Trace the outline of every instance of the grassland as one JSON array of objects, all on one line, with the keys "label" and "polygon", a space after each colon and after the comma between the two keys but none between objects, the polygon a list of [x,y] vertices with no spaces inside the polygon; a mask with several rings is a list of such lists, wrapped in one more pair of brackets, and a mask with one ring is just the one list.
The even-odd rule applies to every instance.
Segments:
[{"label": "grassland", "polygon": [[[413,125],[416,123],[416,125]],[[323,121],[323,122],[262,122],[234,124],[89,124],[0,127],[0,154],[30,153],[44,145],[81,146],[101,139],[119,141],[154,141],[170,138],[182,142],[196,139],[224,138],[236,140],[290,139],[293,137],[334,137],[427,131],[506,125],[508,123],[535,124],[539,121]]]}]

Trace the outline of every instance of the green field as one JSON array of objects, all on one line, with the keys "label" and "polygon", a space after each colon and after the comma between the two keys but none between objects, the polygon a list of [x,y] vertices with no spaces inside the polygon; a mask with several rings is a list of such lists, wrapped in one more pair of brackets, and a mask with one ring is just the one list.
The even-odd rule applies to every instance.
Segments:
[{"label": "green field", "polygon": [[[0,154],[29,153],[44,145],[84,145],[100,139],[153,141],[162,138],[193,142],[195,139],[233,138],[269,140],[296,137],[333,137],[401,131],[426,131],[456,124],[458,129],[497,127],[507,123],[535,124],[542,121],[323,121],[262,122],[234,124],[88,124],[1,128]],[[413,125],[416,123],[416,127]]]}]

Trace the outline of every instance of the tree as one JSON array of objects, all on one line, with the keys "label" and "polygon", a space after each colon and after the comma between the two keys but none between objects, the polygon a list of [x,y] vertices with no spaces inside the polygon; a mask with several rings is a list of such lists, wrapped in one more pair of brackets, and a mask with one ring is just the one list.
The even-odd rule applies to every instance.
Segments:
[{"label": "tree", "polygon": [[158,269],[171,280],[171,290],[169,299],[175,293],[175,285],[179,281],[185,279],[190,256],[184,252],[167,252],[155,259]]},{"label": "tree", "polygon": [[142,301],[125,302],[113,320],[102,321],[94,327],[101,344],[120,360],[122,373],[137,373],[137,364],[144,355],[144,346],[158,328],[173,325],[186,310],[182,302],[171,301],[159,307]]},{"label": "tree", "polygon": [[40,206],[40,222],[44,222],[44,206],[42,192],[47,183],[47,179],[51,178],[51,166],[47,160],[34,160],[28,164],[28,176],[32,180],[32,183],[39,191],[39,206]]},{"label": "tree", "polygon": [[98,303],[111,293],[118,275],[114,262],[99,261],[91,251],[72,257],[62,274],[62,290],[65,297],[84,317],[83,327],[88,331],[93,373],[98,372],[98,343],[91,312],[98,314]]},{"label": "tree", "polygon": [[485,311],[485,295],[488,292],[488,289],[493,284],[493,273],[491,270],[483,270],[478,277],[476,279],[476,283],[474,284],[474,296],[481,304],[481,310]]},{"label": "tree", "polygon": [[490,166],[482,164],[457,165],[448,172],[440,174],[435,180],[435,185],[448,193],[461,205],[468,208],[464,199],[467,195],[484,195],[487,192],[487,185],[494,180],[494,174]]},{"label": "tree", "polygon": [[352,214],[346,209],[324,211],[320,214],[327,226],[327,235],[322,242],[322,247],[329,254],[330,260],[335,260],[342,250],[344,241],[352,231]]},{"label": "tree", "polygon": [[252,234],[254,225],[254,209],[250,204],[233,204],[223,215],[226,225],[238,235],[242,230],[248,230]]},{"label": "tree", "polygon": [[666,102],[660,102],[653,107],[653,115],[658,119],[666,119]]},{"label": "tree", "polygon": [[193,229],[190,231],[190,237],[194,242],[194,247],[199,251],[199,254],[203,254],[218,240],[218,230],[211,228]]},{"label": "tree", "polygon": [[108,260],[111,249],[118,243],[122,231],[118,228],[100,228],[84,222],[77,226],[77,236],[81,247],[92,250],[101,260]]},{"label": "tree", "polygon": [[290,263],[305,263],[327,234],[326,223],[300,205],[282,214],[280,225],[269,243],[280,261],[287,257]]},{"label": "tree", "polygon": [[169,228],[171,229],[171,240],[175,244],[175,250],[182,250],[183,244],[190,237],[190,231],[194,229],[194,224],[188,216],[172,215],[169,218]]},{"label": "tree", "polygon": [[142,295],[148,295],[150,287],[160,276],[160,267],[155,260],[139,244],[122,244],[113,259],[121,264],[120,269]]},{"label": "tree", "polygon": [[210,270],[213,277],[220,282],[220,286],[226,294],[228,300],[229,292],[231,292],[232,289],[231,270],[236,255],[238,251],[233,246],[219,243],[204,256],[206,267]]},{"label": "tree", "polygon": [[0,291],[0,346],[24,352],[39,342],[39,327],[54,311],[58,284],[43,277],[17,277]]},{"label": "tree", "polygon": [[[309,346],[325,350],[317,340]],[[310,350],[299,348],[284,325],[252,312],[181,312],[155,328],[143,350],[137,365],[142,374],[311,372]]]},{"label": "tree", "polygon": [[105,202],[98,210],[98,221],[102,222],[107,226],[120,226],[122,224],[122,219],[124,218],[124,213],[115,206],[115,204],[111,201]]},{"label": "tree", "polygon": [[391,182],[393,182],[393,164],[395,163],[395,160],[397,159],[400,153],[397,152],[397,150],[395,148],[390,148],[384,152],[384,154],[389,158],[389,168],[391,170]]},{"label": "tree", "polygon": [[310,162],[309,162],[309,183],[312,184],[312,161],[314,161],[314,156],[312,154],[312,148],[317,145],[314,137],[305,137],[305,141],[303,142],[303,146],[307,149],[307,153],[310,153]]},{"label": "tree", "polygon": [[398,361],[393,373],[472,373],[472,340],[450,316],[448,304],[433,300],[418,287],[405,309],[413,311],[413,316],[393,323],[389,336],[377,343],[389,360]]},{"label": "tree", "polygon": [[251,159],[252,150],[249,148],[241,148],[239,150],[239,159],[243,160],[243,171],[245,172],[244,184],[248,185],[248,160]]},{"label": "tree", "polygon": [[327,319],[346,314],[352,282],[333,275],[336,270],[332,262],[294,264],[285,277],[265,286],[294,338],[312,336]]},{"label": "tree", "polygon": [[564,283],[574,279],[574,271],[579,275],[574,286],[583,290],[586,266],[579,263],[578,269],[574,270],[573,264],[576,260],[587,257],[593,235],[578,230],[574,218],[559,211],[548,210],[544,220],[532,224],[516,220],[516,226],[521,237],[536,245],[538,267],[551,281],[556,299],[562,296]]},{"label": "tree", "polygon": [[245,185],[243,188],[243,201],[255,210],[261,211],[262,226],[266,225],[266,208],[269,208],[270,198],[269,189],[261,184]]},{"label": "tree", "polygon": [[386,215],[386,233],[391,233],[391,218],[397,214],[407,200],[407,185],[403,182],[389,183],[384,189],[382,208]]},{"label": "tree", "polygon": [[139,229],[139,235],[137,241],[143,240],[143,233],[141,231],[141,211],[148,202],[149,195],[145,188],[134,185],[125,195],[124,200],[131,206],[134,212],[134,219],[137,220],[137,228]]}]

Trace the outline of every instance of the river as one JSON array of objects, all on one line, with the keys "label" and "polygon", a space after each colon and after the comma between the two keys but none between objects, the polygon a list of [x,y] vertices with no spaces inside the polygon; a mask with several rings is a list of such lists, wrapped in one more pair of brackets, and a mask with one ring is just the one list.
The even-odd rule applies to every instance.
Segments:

[WHAT YOU HAVE TO DO] Reproduce the whole listing above line for line, changing nothing.

[RESPONSE TO THE TASK]
Trace the outline of every instance of the grassland as one JSON array of objects, all on one line, with the keys "label" and "polygon", a space after each colon and after the comma between the two keys but none between objects, the polygon a list of [x,y] vertices with no spaces inside the polygon; a mask with several rings is a list of such lists, wrapped in one more pair of brackets, and a mask with one ring is just the one list.
The even-odd rule applies to every instance.
Segments:
[{"label": "grassland", "polygon": [[[413,125],[416,123],[416,125]],[[323,121],[323,122],[262,122],[234,124],[89,124],[0,127],[0,154],[30,153],[44,145],[81,146],[101,139],[119,141],[154,141],[170,138],[182,142],[196,139],[224,138],[236,140],[290,139],[293,137],[334,137],[427,131],[506,125],[508,123],[535,124],[539,121]]]}]

Trace the outline of every instance of the green field as one JSON array of objects, all on one line, with the keys "label" and "polygon", a space after each colon and after the comma between the two keys but none between objects, the polygon a list of [x,y] vertices with no spaces inside the polygon; a mask with several rings is a list of such lists, wrapped in one more pair of brackets, and a mask with one ring is just the one list.
The even-odd rule applies to every instance.
Segments:
[{"label": "green field", "polygon": [[[0,154],[29,153],[44,145],[84,145],[100,139],[153,141],[162,138],[193,142],[195,139],[233,138],[269,140],[296,137],[333,137],[401,131],[426,131],[456,124],[458,129],[497,127],[507,123],[535,124],[542,121],[323,121],[262,122],[234,124],[88,124],[1,128]],[[413,125],[416,123],[416,127]]]}]

Trace the outline of every instance of the tree as one JSON array of objects, all on one line, with the keys "label" and "polygon", a space after each colon and after the comma between the two keys but none between objects, the polygon a list of [x,y] vertices with no spaces inside the polygon; a mask with several rings is a list of such lists, wrapped in one more pair of brackets, and a mask with one ring is just the one list.
The even-odd rule applies to every instance.
Segments:
[{"label": "tree", "polygon": [[158,269],[171,280],[171,290],[169,299],[175,293],[175,285],[179,281],[185,279],[190,256],[184,252],[167,252],[155,259]]},{"label": "tree", "polygon": [[142,301],[125,302],[113,320],[102,321],[94,327],[101,344],[120,360],[122,373],[137,373],[137,364],[144,355],[144,346],[158,328],[173,325],[186,310],[182,302],[171,301],[159,307]]},{"label": "tree", "polygon": [[40,206],[40,222],[44,222],[44,206],[42,192],[47,183],[47,179],[51,178],[51,166],[47,160],[34,160],[28,164],[28,176],[32,180],[32,183],[39,191],[39,206]]},{"label": "tree", "polygon": [[98,303],[111,293],[118,275],[114,262],[99,261],[91,251],[72,257],[62,274],[62,290],[65,297],[84,317],[83,327],[88,331],[93,373],[98,372],[98,343],[91,312],[98,314]]},{"label": "tree", "polygon": [[485,311],[485,295],[488,292],[488,289],[493,284],[493,273],[491,270],[483,270],[478,277],[476,279],[476,283],[474,284],[474,296],[481,304],[481,310]]},{"label": "tree", "polygon": [[490,166],[482,164],[457,165],[448,172],[440,174],[435,180],[435,185],[448,193],[461,205],[468,208],[464,199],[467,195],[484,195],[487,192],[487,185],[494,180],[494,174]]},{"label": "tree", "polygon": [[352,214],[346,209],[324,211],[320,214],[327,226],[327,235],[322,242],[322,247],[329,254],[330,260],[335,260],[342,250],[344,241],[352,231]]},{"label": "tree", "polygon": [[252,234],[254,225],[254,209],[250,204],[233,204],[223,215],[226,225],[238,235],[242,230],[248,230]]},{"label": "tree", "polygon": [[666,102],[660,102],[653,107],[653,115],[658,119],[666,119]]},{"label": "tree", "polygon": [[193,229],[190,231],[190,237],[194,242],[194,247],[199,251],[199,254],[203,254],[218,240],[218,230],[211,228]]},{"label": "tree", "polygon": [[108,260],[111,249],[118,243],[122,231],[118,228],[100,228],[84,222],[77,226],[77,236],[81,247],[92,250],[101,260]]},{"label": "tree", "polygon": [[290,263],[305,263],[327,234],[326,223],[300,205],[282,214],[280,225],[269,243],[280,261],[287,257]]},{"label": "tree", "polygon": [[169,228],[171,229],[171,240],[175,244],[175,250],[182,250],[183,244],[190,237],[190,231],[194,229],[194,224],[188,216],[172,215],[169,218]]},{"label": "tree", "polygon": [[142,295],[148,295],[150,287],[160,276],[160,267],[155,260],[139,244],[122,244],[113,259],[121,264],[120,269]]},{"label": "tree", "polygon": [[210,270],[213,277],[220,282],[220,286],[226,294],[228,300],[229,292],[231,292],[232,289],[231,270],[236,255],[238,251],[233,246],[219,243],[204,256],[206,267]]},{"label": "tree", "polygon": [[0,291],[0,346],[24,352],[39,342],[39,327],[54,311],[58,284],[43,277],[17,277]]},{"label": "tree", "polygon": [[[309,346],[325,350],[317,340]],[[310,350],[299,348],[284,325],[252,312],[181,312],[155,328],[143,350],[137,365],[142,374],[311,372]]]},{"label": "tree", "polygon": [[105,202],[98,210],[98,221],[102,222],[107,226],[120,226],[122,224],[122,219],[124,218],[124,213],[115,206],[115,204],[111,201]]},{"label": "tree", "polygon": [[391,182],[393,182],[393,164],[395,163],[395,160],[397,159],[400,153],[397,152],[397,150],[395,148],[390,148],[384,152],[384,154],[389,158],[389,168],[391,170]]},{"label": "tree", "polygon": [[310,162],[309,162],[309,183],[312,184],[312,161],[314,161],[314,156],[312,154],[312,148],[317,145],[314,137],[305,137],[305,141],[303,142],[303,146],[307,149],[307,153],[310,153]]},{"label": "tree", "polygon": [[398,361],[393,373],[472,373],[472,340],[450,316],[448,304],[433,300],[418,287],[405,309],[413,311],[413,316],[393,323],[389,336],[377,343],[389,360]]},{"label": "tree", "polygon": [[251,159],[252,150],[249,148],[241,148],[239,150],[239,159],[243,160],[243,171],[245,172],[244,184],[248,185],[248,160]]},{"label": "tree", "polygon": [[327,319],[346,314],[352,282],[333,275],[336,270],[332,262],[294,264],[285,277],[265,286],[294,338],[312,336]]},{"label": "tree", "polygon": [[564,283],[574,279],[574,271],[579,275],[574,286],[583,290],[586,266],[579,263],[578,269],[574,270],[573,264],[576,260],[587,257],[593,235],[578,230],[574,218],[559,211],[548,210],[544,220],[532,224],[516,220],[516,226],[521,237],[536,245],[538,267],[551,281],[556,299],[562,296]]},{"label": "tree", "polygon": [[245,185],[243,188],[243,201],[255,210],[261,211],[262,226],[266,225],[266,208],[269,208],[270,198],[269,189],[261,184]]},{"label": "tree", "polygon": [[386,215],[386,233],[391,233],[391,218],[397,214],[407,200],[407,185],[403,182],[389,183],[384,189],[382,208]]},{"label": "tree", "polygon": [[139,229],[139,235],[137,241],[143,240],[143,233],[141,231],[141,211],[148,202],[149,195],[145,188],[134,185],[125,195],[124,200],[131,206],[134,212],[134,219],[137,220],[137,228]]}]

Trace the outline of every instance of the river as one JSON array of objects, all on one line, with the keys "label" and "polygon", a space after each colon and after the comma between the two keys but none between objects, the polygon a list of [x,y] vertices with no spaces inside the polygon; a mask with several rings is a list of such lists, wrapped in one more pair of brackets, and a mask with one ring is just the one list.
The even-odd rule applies to every instance.
Segments:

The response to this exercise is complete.